## PASSAGE
▼

Participants with CHIP were more often female (44.3%) than those without CHIP (37.7%, p = 0.007). DNMT3A CHIP carriers were mostly female (50.5%), whereas TET2 and ASXL1 CHIP carriers were predominantly male (55.8% and 81.3%, respectively). Participants with CHIP had a higher percentage of European ancestry (81.0%) than those without CHIP (75.8%, p = 0.045). Participants with CHIP also had a lower BMI (28.9 ± 6.6 kg/m2) than those without CHIP (30.1 ± 7.2 kg/m2 p = 0.001). There were no differences in history of smoking, dyslipidemia, diabetes or hypertension for overall CHIP, though 72.1% of ASXL1 CHIP carriers had a history of smoking.

▲

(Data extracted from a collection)
▼

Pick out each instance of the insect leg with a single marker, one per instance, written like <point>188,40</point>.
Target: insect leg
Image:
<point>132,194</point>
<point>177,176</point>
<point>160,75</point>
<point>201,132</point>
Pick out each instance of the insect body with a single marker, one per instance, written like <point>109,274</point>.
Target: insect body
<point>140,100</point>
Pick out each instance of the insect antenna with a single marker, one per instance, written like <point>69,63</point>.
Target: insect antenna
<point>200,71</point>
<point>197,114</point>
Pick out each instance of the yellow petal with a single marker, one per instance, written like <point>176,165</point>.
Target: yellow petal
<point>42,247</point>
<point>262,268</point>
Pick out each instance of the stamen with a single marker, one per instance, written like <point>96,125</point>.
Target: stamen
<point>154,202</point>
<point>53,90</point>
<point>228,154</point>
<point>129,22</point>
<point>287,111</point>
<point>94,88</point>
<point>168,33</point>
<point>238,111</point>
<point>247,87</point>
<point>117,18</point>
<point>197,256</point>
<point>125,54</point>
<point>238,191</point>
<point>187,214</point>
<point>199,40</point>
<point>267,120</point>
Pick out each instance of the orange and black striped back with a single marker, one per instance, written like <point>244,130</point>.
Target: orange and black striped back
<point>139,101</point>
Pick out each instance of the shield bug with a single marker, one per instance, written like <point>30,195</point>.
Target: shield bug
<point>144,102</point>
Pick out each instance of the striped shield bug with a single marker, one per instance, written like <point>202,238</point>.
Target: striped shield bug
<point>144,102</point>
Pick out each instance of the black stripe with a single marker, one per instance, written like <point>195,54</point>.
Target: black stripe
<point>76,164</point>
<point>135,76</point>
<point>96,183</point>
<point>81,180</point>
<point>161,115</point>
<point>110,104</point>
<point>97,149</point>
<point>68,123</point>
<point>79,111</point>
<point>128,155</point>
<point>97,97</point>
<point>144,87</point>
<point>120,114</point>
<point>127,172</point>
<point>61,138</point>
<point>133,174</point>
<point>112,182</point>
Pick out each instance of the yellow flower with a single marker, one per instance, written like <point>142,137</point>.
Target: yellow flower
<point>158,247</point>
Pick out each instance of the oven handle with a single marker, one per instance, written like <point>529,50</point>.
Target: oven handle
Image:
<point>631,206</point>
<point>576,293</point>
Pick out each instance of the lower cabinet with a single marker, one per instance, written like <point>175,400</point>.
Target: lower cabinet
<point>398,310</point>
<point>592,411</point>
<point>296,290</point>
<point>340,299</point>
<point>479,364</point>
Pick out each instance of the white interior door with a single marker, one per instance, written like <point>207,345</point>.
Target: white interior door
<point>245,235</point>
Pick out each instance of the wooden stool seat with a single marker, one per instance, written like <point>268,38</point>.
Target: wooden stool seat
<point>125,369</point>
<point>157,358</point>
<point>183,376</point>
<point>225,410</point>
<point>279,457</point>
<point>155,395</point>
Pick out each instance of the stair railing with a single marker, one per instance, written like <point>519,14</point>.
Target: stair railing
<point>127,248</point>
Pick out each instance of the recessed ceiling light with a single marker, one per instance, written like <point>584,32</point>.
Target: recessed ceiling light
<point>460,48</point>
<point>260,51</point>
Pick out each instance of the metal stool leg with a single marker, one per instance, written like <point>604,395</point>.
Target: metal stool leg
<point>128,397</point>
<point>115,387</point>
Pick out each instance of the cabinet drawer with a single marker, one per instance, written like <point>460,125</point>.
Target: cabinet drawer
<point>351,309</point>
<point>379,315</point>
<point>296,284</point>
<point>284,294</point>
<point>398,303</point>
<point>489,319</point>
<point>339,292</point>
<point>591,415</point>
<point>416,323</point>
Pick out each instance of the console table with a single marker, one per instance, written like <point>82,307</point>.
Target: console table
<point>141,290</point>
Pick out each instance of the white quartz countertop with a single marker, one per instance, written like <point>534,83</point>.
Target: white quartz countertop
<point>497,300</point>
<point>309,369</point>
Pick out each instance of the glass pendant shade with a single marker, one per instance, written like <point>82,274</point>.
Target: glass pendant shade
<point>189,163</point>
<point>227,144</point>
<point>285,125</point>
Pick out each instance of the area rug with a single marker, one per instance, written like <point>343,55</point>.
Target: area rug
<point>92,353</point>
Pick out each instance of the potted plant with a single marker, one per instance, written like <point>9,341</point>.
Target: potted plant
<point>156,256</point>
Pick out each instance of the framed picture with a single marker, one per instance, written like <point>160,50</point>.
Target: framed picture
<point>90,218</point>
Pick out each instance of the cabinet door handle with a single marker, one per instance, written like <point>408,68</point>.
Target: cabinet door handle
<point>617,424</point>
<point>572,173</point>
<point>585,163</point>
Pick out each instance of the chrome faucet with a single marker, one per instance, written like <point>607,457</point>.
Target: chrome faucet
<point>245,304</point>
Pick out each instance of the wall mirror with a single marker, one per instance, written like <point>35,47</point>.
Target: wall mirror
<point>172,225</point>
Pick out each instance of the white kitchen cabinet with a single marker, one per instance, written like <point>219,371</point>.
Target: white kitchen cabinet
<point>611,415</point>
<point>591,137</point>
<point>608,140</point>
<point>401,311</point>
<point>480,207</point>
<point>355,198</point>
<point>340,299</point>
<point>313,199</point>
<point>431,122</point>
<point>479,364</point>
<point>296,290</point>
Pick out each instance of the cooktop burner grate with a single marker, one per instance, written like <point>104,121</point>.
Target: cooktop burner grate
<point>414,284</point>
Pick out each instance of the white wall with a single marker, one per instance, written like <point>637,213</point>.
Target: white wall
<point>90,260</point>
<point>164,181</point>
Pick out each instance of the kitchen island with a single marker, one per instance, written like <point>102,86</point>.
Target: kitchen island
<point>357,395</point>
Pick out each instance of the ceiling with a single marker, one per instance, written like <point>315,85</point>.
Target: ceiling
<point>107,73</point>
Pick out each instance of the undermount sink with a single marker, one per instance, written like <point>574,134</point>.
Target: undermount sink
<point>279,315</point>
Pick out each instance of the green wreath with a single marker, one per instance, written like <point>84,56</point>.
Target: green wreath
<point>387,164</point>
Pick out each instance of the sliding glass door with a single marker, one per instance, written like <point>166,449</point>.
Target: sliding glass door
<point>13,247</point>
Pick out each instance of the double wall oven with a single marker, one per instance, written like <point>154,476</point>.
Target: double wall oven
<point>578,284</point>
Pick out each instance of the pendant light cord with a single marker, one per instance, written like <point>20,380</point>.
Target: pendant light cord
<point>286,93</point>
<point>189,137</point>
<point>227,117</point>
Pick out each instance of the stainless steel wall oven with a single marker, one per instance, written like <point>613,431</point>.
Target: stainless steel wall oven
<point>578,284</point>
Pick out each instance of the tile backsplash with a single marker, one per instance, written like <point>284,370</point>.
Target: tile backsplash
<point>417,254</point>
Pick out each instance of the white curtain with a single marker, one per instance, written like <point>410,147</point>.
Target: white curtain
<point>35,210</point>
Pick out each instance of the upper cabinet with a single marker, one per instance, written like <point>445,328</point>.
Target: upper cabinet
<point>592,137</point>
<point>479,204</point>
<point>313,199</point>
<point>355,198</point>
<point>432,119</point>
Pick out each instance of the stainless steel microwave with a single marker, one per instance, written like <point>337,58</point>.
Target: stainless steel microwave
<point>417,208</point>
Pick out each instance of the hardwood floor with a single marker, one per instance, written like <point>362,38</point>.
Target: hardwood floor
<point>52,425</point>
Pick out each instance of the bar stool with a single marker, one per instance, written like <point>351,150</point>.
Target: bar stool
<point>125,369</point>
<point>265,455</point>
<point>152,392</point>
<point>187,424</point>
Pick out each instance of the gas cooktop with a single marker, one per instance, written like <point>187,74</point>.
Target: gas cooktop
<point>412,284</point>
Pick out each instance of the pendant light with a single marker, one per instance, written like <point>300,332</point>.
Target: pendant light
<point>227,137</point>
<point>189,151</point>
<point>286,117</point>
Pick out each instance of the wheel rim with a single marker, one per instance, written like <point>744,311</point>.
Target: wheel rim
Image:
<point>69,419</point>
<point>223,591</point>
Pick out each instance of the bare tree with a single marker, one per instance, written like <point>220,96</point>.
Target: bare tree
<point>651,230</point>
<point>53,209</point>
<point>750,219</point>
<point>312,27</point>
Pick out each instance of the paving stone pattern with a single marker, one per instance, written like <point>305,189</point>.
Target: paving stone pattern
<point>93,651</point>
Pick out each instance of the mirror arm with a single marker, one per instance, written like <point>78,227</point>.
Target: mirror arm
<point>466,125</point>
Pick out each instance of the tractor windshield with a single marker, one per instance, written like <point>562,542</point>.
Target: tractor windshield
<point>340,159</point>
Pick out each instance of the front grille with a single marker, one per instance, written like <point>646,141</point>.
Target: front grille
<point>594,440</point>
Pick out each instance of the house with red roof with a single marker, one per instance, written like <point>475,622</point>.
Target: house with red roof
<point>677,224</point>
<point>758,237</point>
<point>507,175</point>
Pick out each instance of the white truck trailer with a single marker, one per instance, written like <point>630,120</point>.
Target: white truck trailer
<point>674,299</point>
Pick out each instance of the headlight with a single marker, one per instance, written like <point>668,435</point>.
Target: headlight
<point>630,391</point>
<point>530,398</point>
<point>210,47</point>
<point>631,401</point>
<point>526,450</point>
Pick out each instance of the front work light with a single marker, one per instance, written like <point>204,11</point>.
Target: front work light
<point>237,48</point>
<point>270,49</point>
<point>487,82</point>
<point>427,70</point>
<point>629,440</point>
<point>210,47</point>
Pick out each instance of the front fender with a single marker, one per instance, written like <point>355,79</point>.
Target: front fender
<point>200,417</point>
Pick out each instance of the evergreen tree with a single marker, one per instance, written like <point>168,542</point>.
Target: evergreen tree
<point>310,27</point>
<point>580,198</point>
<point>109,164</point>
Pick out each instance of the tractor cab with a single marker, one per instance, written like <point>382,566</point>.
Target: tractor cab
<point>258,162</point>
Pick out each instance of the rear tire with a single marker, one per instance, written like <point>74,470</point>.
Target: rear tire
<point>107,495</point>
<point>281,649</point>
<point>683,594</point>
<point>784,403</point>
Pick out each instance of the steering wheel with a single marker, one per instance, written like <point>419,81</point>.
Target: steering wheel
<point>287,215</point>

▲

## COMPLETE THE FOLLOWING
A – Answer these questions from the passage on CHIP carriers.
(i) What percentage of participants with CHIP were female?
(ii) Which group of CHIP carriers was 81.3% male?
(iii) What was the BMI of participants without CHIP?
B – Output the passage on CHIP carriers word for word, beginning at the words "Participants with CHIP were" and stopping after "history of smoking.".

## RESULTS BY TASK
A –
(i) 44.3%
(ii) ASXL1 CHIP carriers
(iii) 30.1 ± 7.2 kg/m2

B –
Participants with CHIP were more often female (44.3%) than those without CHIP (37.7%, p = 0.007). DNMT3A CHIP carriers were mostly female (50.5%), whereas TET2 and ASXL1 CHIP carriers were predominantly male (55.8% and 81.3%, respectively). Participants with CHIP had a higher percentage of European ancestry (81.0%) than those without CHIP (75.8%, p = 0.045). Participants with CHIP also had a lower BMI (28.9 ± 6.6 kg/m2) than those without CHIP (30.1 ± 7.2 kg/m2 p = 0.001). There were no differences in history of smoking, dyslipidemia, diabetes or hypertension for overall CHIP, though 72.1% of ASXL1 CHIP carriers had a history of smoking.